(Supplied entries begins)

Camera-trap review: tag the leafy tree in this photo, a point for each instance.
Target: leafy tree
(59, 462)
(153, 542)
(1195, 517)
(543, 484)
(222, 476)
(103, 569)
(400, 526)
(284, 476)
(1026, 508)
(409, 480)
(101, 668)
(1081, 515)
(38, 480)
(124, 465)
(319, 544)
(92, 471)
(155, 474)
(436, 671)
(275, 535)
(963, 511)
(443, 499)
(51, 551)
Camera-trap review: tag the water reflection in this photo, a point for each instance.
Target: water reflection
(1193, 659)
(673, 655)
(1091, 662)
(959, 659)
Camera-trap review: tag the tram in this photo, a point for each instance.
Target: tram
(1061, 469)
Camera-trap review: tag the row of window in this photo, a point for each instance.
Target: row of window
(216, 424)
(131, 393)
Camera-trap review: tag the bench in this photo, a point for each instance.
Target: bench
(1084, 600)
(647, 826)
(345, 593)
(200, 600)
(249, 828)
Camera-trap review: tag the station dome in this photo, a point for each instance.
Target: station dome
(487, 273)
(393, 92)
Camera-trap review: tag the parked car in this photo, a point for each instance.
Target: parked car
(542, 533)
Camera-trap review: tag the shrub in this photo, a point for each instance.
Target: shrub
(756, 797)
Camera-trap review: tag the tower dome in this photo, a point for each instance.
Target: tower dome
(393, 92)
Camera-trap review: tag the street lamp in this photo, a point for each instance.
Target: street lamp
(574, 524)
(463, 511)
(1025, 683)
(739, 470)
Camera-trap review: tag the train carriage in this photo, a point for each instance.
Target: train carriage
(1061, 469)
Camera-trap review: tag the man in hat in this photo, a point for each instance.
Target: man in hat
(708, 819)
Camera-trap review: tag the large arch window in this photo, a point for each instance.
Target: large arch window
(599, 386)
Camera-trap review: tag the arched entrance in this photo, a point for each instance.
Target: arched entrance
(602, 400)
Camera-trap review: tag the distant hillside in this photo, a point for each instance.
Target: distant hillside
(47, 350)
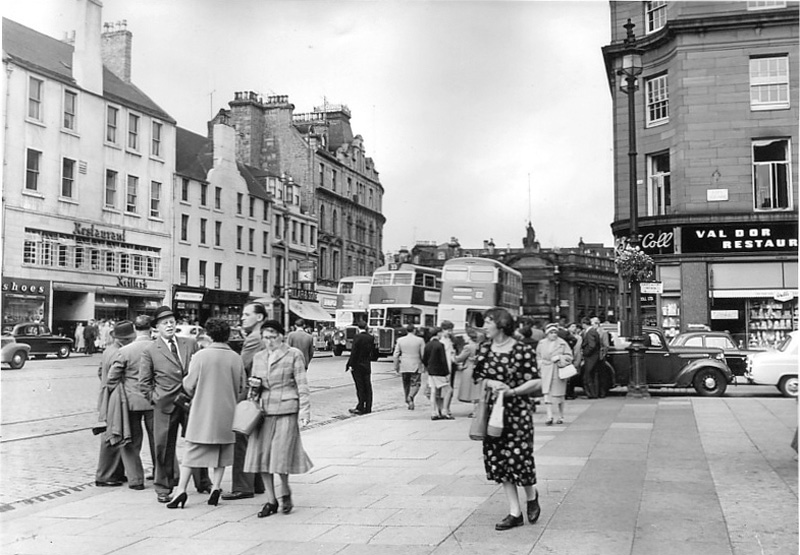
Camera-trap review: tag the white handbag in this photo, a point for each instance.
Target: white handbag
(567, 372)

(Supplied entries ends)

» What you should do
Copy the listing word for word, excluding its pictures.

» Solved exercise
Camera-trap review: tag the leafy tree in this photo, a point for each instance.
Target: leafy tree
(59, 462)
(153, 542)
(1195, 517)
(543, 484)
(222, 476)
(103, 569)
(400, 526)
(284, 476)
(1026, 508)
(409, 480)
(101, 668)
(1081, 515)
(38, 480)
(124, 465)
(319, 544)
(92, 471)
(155, 474)
(436, 671)
(275, 535)
(963, 511)
(443, 499)
(51, 551)
Camera-trap review: tag the water reflection in this photo, a point for each instance.
Target: water reflection
(1193, 659)
(673, 655)
(1091, 662)
(959, 659)
Camera-trap review: tag the tram in this photo, a point for each instance.
Target: tram
(1061, 469)
Camera-trap review: tag the row of window in this photo, a point for each instance.
Target: row of window
(216, 424)
(131, 393)
Camera-trap review: tag the bench in this photo, a point for each instance.
Target: bench
(1084, 600)
(647, 826)
(345, 593)
(200, 600)
(249, 828)
Camera-trap review: tag the station dome in this photo, a point for each instance.
Target: station dome
(487, 273)
(393, 92)
Camera-trap review: tag the parked car in this photo, a point for each instance.
Target: parked car
(542, 533)
Camera-trap review: tag the shrub in this photo, a point for each instance.
Target: shrub
(756, 797)
Camera-trap review: tag the tower dome in this photo, a point for each instance.
Target: tower dome
(393, 92)
Camera-trap review: tag the street lamp in this photo, a point for each instance.
Target: street lamp
(574, 524)
(463, 511)
(1025, 683)
(739, 470)
Camera-trap review: tag the train carriage in this photo, a point for each instance.
Target: train carriage
(1061, 469)
Camera-trap review: tag the man in hat in this photo, a point for each instance.
Target: man in hat
(708, 819)
Camera-trap review: tag the large arch window in this photo, a point for each instance.
Target: large arch window
(599, 386)
Camera-trap review: tag the arched entrance in this photo, a point for each instance.
Target: arched entrance
(602, 400)
Camera-trap review: tag the distant hillside in this photo, a point for each instance.
Target: distant hillside
(47, 350)
Camera-trap review: tag the white handbag in this photo, a point for each instance.
Target: white handbag
(567, 372)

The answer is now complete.